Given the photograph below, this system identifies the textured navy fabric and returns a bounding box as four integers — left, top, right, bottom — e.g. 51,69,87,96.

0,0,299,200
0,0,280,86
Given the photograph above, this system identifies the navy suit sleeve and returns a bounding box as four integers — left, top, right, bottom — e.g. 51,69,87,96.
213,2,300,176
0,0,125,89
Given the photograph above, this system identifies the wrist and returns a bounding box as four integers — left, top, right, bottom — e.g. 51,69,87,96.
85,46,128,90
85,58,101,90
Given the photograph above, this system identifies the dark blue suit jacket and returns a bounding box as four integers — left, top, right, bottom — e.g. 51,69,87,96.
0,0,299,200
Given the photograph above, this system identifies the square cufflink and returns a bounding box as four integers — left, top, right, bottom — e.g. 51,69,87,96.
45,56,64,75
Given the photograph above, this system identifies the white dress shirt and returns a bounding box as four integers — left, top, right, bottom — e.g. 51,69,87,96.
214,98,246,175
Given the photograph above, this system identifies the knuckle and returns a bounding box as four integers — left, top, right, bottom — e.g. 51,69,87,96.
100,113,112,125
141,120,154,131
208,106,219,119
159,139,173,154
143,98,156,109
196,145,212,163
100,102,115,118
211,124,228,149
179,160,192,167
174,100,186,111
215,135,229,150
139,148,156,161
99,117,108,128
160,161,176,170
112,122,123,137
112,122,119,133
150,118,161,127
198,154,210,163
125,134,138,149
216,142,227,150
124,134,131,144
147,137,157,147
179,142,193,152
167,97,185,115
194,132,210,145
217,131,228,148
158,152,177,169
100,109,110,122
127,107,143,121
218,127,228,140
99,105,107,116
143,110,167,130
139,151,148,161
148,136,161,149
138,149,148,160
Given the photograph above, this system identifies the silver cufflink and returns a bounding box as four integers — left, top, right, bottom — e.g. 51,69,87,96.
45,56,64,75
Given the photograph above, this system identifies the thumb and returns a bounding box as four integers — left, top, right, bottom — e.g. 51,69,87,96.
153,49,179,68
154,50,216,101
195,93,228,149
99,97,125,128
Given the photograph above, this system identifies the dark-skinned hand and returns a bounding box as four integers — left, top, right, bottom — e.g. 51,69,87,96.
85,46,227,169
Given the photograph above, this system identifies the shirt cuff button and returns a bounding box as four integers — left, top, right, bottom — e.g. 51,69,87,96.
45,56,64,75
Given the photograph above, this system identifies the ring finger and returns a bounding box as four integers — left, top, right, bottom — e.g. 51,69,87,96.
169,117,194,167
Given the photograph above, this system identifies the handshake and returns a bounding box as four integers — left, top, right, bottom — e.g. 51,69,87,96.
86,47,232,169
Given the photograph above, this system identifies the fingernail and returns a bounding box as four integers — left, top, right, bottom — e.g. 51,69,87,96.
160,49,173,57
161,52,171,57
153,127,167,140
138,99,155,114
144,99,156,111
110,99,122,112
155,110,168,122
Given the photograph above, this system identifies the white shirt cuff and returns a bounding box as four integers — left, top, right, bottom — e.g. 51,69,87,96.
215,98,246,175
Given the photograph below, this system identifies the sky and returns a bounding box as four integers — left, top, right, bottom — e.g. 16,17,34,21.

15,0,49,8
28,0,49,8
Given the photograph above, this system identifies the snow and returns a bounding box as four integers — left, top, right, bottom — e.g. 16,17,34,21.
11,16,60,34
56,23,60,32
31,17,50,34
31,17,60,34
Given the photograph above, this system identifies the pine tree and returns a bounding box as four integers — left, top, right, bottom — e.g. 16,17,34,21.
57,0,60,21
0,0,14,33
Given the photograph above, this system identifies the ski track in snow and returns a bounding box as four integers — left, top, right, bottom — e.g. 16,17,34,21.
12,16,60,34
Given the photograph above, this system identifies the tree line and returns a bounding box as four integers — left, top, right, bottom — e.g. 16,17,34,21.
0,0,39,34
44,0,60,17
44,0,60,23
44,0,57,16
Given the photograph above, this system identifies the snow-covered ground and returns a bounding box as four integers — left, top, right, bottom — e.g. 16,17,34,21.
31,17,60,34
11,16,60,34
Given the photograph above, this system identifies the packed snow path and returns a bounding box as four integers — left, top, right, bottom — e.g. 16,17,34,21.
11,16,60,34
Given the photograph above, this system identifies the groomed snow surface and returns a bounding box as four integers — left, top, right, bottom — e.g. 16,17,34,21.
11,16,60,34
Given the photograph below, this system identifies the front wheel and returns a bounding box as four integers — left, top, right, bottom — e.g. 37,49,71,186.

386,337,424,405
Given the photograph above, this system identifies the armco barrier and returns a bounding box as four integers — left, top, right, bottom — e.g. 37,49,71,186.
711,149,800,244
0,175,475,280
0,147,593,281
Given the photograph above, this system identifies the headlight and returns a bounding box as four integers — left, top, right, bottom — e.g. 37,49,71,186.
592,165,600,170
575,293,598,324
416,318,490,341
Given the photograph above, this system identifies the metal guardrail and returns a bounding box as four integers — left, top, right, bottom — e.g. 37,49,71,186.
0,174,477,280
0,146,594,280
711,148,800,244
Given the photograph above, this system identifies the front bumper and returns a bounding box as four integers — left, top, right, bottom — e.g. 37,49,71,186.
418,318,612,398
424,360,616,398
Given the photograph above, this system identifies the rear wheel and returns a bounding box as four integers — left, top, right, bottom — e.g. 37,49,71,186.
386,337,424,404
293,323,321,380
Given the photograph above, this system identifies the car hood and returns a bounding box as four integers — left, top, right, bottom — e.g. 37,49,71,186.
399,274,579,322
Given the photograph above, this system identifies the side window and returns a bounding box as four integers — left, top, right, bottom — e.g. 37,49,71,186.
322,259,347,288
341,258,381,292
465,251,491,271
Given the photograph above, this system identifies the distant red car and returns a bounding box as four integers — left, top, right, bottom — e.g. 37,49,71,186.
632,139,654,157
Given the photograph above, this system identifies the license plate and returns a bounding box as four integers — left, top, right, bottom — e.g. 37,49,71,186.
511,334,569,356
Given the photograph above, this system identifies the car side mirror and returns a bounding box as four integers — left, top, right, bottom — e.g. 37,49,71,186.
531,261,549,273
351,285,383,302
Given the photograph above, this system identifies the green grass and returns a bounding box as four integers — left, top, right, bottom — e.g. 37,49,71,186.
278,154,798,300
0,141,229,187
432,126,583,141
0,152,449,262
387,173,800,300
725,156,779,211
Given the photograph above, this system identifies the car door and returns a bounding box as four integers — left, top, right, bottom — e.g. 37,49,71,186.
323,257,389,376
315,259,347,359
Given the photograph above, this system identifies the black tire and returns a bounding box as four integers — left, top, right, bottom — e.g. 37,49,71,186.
=====
## WORK ITEM
Write every line of the entries again, word for word.

## ANSWER TO THIS PROBLEM
Given the photograph below, this system identifies the textured navy fabric and returns a bounding box as four integers — left, top, right, bottom — e.g. 51,69,87,96.

0,0,299,200
0,0,280,86
Given the photograph above, this system identifies the navy suit sleeve and returns a bounding box as four integers — left, top, right, bottom — e.g. 51,69,87,96.
213,2,300,176
0,0,125,89
Given the photograph above, this system identifies the wrist and returns a bounding box as four integers — left, top, right, bottom — e.g. 51,69,87,96.
85,46,128,90
85,58,101,90
Given the photograph above, this system identifies the dark blue suit jacket and returns a bounding box as four integers — left, top, right, bottom — e.g. 51,69,87,96.
0,0,299,200
Given the photograph above, this system identifies the square cufflink and returns a bounding box as four integers — left, top, right, bottom — e.g. 51,69,87,96.
45,56,64,75
Given the photograph above, this system identifies the white dress shirt and returns a bounding box as four integers — left, top, right, bottom — e.g. 51,69,87,96.
214,98,246,175
Given the photograph above, this system identifies the knuckle and returns a bounding box as four integers — left, top, right, bottom — e.g. 51,69,87,96.
100,113,112,125
141,120,154,131
208,106,219,119
159,139,173,154
143,98,156,109
196,145,212,163
100,102,115,118
211,124,228,149
179,160,192,167
174,100,186,111
215,135,229,150
139,148,156,161
99,117,108,128
160,161,176,170
112,122,123,137
112,122,119,133
150,118,161,127
198,154,210,163
125,134,138,149
216,142,227,150
124,134,131,144
147,137,157,147
179,142,193,152
167,97,185,115
194,132,210,145
217,131,228,148
158,152,177,169
100,109,110,122
127,107,143,121
218,127,228,140
99,105,107,116
143,110,167,130
139,151,148,161
148,136,161,149
138,149,148,160
Given the photograph above, this system identifies the silver cufflink and returns a bounding box as four integers — left, top, right, bottom — e.g. 51,69,87,96.
45,56,64,75
Given the photograph above, this system identifies the thumb and returns a bounding box as four integers — left, top, right, bottom — e.g. 51,69,87,96.
153,49,179,68
154,50,216,101
195,93,228,149
99,97,125,128
Given the photograph above, this system identifies the dark-skinned hand and returns a bounding box as four integers — left, top, right, bottom — e.g. 51,69,87,96.
85,46,227,169
Given the photograph above, this system identifies the shirt cuff button and returns a bounding box as four integers — left, top, right, bottom — e.g. 51,69,87,96.
45,56,64,75
Given the photograph above, this system identifies the ring finger and returns a bounding box as four integers — left, top, right, bottom — e.g. 51,69,87,96.
169,117,194,167
Given the photograph above, this system identifies the handshake and returns a bounding box as four integers — left, top, right, bottom — e.g. 51,69,87,96.
86,47,232,169
Given the photograph above, this system identifies the fingernail and returns a bounding box as four integers — left, top, right, bottom — e.g. 51,69,87,96.
160,49,173,57
161,52,171,57
153,127,167,140
138,99,155,114
144,99,156,111
110,99,122,112
155,110,168,122
Given the photograph above, this system identifies the white shirt cuff and returns a bounding box as four integers — left, top, right, bottom — e.g. 51,69,87,96.
215,98,246,175
Given the photograph below, this system identifies the sky and returns a bounding box as four integers — left, top, right, bottom — e.g. 16,17,34,21.

15,0,49,8
28,0,49,8
Given the photograph above, this system identifies the snow and returns a bounding box as four integers — left, top, right, bottom — e.g. 16,17,34,21.
11,16,60,34
56,23,60,32
31,17,50,34
31,17,60,34
Given the photograph above, this system identifies the pine tree and returns a bounding box as four integers — left, top, right, bottom — e.g. 16,17,34,21.
57,0,60,21
0,0,14,33
Given the photograph above, this system identifies the ski track in snow and returns a bounding box as four integers — left, top, right, bottom — e.g. 16,17,34,21.
12,16,60,34
Given the photograph above, this system identifies the tree line and returns a bounding box as four integers — left, top, right, bottom — e.g. 16,17,34,21.
0,0,39,34
44,0,60,17
44,0,60,23
44,0,57,16
Given the photograph above, this system identifies the snow-covered ground and returns a bounding box as four integers — left, top, right, bottom — e.g. 16,17,34,21.
31,17,60,34
11,16,60,34
Given the photograph above, this system identifies the packed snow path and returns a bounding box as four integers — left, top, right, bottom — e.g. 16,17,34,21.
11,16,60,34
Given the photograph above, this system identifies the groomed snow surface and returns a bounding box as four integers — left, top, right, bottom — e.g. 16,17,34,21.
11,16,60,34
Given the photograph below, this system identifies the front wheel and returns a bounding box as four integers — left, top, right, bottom — e.g. 37,49,71,186.

386,337,424,405
Given the photograph above, this system identifies the armco barrier and returns a bounding box as four integers — left, top, right, bottom — e.g. 37,49,71,186.
711,149,800,244
0,175,475,280
0,147,593,281
Given the photograph above, this system identifies the headlight and returns a bounding box as four integers — left, top, right, bottom — e.g. 37,49,71,186.
592,165,600,170
575,293,598,324
416,318,490,341
Given the photograph above, this system identifies the metal guardrail and returns a bounding box as four integers — left, top, right, bottom — e.g. 37,49,71,186.
0,174,477,280
0,146,594,280
711,148,800,244
Given the photograph above, this system identifies the front bumper and returns a bounding box as four integers — left, top, right, bottom — e.g. 37,49,71,186.
418,318,612,398
424,360,616,398
Given the photograph above, this system identifies the rear wheel and returns a bounding box as four integers — left, top, right, bottom — e.g. 37,49,71,186.
386,337,424,404
293,323,321,380
Given the photograph above, this system identifies the car hood and returns a bounding box as four integers — left, top, right, bottom — e.g. 37,49,71,186.
399,274,579,322
Given the photograph above, this system identifies the side window and returns a bounding box as four integers — left, top, right, bottom — e.g. 37,49,71,186.
322,259,347,288
341,258,381,292
465,251,491,271
Given the photograph above, this system identifies the distant red car and returns a bounding box as four integers — left, top, right, bottom — e.g. 37,49,71,186.
632,139,654,157
Given the photograph above, this system identifies the license plate and returns a bounding box as four integers — left, top, right, bottom — e.g. 37,49,71,186.
511,334,569,356
Given the photograph above, this system identifies the car side mirror and returns a bounding box as four integers — left, top, right, bottom — e.g. 37,49,71,186.
531,261,549,273
351,285,383,302
Given the photograph above, this system identifies the green grass and returns a bounding box as four integers — left, top, right, bottom — e.g. 37,49,71,186.
278,154,798,300
0,141,229,187
432,126,583,141
0,152,449,262
387,173,800,300
725,156,779,211
Given the photograph above, this system identifies the car door and returns a bounding box as four integers — left, top, right, bottom — e.g. 37,49,71,186.
323,257,389,376
315,259,347,359
Given the photograph above, this system identifies the black tire and returns a bounding box as four integers — left, top, right, bottom — e.g. 37,49,71,186.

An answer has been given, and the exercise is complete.